» **PROBLEM DETAILS**
Take the line that has "Target: wooden cable spool table" and all the lines that come after it in the records, and write them out again exactly. Add no other line.

[Referring expression data]
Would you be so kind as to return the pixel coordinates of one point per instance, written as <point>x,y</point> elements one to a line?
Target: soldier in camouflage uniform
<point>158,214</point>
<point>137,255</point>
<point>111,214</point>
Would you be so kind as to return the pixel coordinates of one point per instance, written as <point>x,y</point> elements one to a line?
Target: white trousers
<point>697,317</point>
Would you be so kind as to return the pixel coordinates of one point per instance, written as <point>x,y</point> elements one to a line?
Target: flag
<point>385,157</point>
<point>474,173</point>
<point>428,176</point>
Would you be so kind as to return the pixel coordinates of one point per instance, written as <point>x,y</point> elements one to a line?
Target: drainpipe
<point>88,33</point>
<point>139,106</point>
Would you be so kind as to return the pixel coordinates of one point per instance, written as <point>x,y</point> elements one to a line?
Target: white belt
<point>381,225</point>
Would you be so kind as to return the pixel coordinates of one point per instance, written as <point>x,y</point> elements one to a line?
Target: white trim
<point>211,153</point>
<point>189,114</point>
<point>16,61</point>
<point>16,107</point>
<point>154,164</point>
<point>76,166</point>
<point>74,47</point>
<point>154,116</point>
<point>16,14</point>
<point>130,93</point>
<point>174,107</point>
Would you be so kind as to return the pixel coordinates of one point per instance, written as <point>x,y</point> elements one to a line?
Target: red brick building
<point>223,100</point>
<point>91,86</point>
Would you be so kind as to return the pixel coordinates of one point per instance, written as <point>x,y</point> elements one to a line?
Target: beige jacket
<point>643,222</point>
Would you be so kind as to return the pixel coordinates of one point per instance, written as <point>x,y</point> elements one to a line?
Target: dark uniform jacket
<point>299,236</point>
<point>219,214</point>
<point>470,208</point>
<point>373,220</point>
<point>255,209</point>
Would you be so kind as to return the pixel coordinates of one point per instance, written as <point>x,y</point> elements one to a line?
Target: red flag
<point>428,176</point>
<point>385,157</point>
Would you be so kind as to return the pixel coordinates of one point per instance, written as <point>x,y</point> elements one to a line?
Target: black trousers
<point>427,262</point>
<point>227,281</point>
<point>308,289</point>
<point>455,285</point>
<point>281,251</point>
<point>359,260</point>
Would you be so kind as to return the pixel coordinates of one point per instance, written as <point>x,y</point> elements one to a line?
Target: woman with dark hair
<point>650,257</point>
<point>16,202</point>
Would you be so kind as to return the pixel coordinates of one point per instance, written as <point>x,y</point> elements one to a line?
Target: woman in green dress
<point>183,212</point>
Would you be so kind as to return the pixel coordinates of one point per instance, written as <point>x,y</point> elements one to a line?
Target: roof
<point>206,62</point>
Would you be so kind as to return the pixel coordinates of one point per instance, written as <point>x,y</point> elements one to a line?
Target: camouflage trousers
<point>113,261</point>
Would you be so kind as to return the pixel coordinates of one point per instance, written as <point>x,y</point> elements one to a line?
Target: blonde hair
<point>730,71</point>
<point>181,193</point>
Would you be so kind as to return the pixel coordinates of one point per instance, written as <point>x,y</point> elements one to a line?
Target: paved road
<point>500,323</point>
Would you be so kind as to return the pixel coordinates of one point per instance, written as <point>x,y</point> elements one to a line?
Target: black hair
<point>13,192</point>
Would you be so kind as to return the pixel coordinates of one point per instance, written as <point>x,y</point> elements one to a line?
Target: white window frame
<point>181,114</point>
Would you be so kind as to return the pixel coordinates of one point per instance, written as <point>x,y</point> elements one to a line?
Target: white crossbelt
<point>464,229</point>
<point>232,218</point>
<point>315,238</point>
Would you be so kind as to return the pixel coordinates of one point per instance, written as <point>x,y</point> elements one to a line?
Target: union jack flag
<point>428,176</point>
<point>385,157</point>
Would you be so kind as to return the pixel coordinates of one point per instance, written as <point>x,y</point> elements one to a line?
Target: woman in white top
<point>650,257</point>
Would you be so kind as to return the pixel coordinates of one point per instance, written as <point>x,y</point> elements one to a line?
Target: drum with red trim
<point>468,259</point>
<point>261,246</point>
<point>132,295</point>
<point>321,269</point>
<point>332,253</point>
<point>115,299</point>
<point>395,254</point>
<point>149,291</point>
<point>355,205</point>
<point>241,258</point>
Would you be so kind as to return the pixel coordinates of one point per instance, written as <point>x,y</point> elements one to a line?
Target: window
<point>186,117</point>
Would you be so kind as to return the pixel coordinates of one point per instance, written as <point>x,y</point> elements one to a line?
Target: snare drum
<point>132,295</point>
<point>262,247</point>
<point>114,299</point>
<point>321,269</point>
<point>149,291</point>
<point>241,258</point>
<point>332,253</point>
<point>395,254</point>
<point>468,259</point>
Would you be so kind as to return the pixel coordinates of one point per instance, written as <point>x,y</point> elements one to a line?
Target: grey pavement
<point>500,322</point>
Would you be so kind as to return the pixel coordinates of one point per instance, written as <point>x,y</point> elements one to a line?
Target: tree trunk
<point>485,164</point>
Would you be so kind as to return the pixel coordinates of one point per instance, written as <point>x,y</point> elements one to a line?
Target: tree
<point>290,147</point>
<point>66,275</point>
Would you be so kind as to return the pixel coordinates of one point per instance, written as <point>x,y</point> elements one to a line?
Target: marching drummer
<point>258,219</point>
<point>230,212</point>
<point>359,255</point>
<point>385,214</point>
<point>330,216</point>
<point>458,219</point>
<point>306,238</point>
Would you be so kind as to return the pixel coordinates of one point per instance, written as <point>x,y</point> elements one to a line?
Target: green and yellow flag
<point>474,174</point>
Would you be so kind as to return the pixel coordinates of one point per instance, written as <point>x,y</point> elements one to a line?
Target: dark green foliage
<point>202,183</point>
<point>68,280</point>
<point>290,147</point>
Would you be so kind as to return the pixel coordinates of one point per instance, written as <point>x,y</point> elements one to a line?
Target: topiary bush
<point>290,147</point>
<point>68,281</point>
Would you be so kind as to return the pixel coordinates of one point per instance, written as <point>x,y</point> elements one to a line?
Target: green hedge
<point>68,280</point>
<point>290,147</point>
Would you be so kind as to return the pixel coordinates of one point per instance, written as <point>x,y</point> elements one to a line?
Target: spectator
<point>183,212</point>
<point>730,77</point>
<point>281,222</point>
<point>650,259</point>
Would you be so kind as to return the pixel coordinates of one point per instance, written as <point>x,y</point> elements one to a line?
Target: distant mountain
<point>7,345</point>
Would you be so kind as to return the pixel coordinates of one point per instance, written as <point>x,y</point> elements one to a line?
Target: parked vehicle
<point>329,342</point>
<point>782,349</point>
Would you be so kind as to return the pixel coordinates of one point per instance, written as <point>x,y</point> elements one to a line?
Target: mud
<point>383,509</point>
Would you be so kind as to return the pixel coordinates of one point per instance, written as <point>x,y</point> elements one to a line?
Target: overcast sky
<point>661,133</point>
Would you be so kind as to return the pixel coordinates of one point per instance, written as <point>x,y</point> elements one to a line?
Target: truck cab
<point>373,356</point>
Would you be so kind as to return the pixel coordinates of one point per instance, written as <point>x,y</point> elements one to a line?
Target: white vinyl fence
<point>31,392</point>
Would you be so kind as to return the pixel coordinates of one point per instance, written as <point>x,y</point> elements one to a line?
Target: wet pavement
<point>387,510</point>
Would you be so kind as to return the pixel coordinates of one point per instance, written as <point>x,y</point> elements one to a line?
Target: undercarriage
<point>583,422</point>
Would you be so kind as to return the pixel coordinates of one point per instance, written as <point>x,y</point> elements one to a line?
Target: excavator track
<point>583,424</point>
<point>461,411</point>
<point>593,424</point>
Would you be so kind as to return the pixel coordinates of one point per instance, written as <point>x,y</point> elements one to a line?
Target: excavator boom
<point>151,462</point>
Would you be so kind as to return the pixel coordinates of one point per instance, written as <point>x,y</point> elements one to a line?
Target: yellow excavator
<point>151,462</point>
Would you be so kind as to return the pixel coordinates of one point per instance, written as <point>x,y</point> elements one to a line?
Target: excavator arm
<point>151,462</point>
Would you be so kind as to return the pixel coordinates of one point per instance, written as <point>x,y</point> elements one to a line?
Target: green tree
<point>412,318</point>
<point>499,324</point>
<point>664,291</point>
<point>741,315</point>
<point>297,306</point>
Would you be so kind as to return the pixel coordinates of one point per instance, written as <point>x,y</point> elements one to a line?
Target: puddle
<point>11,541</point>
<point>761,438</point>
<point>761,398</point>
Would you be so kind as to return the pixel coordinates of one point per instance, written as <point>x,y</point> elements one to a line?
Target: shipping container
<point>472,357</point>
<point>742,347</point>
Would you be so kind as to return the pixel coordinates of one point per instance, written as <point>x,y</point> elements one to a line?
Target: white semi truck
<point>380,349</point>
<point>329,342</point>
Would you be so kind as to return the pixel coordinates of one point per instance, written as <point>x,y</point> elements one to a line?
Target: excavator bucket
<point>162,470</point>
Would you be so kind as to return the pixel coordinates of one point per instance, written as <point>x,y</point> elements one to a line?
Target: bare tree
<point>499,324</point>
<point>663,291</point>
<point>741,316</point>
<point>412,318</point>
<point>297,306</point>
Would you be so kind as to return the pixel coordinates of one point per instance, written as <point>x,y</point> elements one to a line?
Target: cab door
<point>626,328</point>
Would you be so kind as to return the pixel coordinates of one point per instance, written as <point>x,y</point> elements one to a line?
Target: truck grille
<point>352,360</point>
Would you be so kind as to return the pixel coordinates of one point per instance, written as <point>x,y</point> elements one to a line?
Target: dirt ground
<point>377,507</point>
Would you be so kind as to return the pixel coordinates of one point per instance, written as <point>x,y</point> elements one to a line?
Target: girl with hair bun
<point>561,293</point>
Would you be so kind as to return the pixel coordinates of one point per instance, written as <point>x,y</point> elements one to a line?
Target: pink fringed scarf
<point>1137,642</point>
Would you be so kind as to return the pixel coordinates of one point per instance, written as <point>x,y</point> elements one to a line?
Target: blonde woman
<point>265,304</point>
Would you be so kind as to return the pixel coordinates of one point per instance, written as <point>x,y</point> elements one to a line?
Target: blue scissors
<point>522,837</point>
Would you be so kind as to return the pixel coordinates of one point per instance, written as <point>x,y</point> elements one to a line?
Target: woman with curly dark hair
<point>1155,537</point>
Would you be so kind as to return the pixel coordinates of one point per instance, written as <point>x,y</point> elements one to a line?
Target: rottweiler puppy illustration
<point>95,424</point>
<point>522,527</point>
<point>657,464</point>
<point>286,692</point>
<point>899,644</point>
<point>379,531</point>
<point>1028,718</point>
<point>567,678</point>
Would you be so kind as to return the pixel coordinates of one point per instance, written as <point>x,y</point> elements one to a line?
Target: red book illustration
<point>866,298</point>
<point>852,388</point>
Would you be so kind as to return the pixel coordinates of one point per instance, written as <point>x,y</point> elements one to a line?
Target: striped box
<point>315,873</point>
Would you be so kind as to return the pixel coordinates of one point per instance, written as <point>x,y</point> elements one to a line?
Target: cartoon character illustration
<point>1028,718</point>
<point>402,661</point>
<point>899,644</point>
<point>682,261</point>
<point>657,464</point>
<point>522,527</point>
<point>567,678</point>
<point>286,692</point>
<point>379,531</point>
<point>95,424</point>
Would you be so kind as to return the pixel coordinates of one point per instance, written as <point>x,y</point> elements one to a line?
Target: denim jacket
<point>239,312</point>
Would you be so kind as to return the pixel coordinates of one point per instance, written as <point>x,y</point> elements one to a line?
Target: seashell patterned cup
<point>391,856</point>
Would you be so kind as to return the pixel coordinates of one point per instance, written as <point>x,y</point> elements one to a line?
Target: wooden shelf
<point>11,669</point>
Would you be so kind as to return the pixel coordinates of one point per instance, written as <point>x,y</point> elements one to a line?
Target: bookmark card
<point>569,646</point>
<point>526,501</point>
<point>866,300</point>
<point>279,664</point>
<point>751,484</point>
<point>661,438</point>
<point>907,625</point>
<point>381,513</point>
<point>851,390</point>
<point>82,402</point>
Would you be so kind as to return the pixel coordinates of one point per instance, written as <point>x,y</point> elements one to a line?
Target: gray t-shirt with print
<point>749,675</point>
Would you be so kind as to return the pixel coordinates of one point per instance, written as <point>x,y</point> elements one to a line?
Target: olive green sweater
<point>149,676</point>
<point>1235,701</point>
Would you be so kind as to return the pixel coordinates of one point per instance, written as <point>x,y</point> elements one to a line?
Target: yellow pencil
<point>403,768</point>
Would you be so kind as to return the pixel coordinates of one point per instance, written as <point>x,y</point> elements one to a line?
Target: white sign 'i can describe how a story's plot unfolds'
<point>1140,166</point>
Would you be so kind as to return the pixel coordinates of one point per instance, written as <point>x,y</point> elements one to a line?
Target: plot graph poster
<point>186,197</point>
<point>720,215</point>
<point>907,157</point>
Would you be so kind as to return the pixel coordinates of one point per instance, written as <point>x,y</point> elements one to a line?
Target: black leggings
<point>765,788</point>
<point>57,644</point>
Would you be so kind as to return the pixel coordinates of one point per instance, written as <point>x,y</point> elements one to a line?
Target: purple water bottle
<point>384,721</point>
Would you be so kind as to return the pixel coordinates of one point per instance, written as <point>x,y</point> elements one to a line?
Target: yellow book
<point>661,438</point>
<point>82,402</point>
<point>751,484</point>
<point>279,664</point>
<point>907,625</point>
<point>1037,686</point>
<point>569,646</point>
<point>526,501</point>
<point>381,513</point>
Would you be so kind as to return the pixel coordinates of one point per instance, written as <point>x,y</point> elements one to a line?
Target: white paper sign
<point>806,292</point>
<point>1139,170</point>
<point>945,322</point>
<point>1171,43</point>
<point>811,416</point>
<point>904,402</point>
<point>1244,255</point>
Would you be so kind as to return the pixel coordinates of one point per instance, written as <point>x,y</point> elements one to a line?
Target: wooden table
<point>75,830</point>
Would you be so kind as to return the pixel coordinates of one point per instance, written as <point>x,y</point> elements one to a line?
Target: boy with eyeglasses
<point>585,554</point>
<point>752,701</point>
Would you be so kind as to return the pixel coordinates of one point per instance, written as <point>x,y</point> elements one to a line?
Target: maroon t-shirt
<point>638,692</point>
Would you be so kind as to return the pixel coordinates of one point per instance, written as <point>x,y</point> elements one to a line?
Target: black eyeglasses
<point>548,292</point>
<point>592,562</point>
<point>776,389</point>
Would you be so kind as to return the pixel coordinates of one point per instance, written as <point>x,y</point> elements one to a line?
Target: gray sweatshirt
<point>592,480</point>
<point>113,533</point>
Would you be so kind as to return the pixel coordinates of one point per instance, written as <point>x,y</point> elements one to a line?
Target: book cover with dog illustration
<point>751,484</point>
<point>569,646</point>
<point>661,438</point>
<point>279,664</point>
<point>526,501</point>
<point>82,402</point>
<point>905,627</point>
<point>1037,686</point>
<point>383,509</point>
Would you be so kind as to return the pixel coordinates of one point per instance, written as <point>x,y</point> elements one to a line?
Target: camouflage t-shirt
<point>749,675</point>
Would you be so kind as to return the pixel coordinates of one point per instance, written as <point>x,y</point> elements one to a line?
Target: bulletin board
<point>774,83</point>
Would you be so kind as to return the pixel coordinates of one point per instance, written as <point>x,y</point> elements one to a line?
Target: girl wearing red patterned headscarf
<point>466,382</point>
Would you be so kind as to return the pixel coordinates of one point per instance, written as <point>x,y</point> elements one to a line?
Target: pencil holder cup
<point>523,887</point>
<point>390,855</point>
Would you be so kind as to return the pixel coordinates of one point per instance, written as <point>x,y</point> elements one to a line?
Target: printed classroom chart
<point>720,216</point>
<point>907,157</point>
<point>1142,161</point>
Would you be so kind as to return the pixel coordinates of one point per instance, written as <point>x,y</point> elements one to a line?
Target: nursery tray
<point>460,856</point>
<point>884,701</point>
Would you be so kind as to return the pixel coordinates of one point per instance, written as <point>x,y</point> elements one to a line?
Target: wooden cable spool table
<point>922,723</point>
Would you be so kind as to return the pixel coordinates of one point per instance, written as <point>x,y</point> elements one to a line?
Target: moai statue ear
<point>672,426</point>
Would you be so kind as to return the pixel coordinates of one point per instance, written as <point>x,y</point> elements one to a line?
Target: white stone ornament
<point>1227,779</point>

» **WORKED SOLUTION**
Target: wooden cable spool table
<point>922,723</point>
Would you be so kind as to return the pixel coordinates of one point per instance, written as <point>x,y</point> elements one to a line?
Target: moai statue ear
<point>672,426</point>
Would you be so kind as to return the pixel coordinates of one point per instance, written as <point>x,y</point> elements one to a line?
Target: white stone ornament
<point>1227,779</point>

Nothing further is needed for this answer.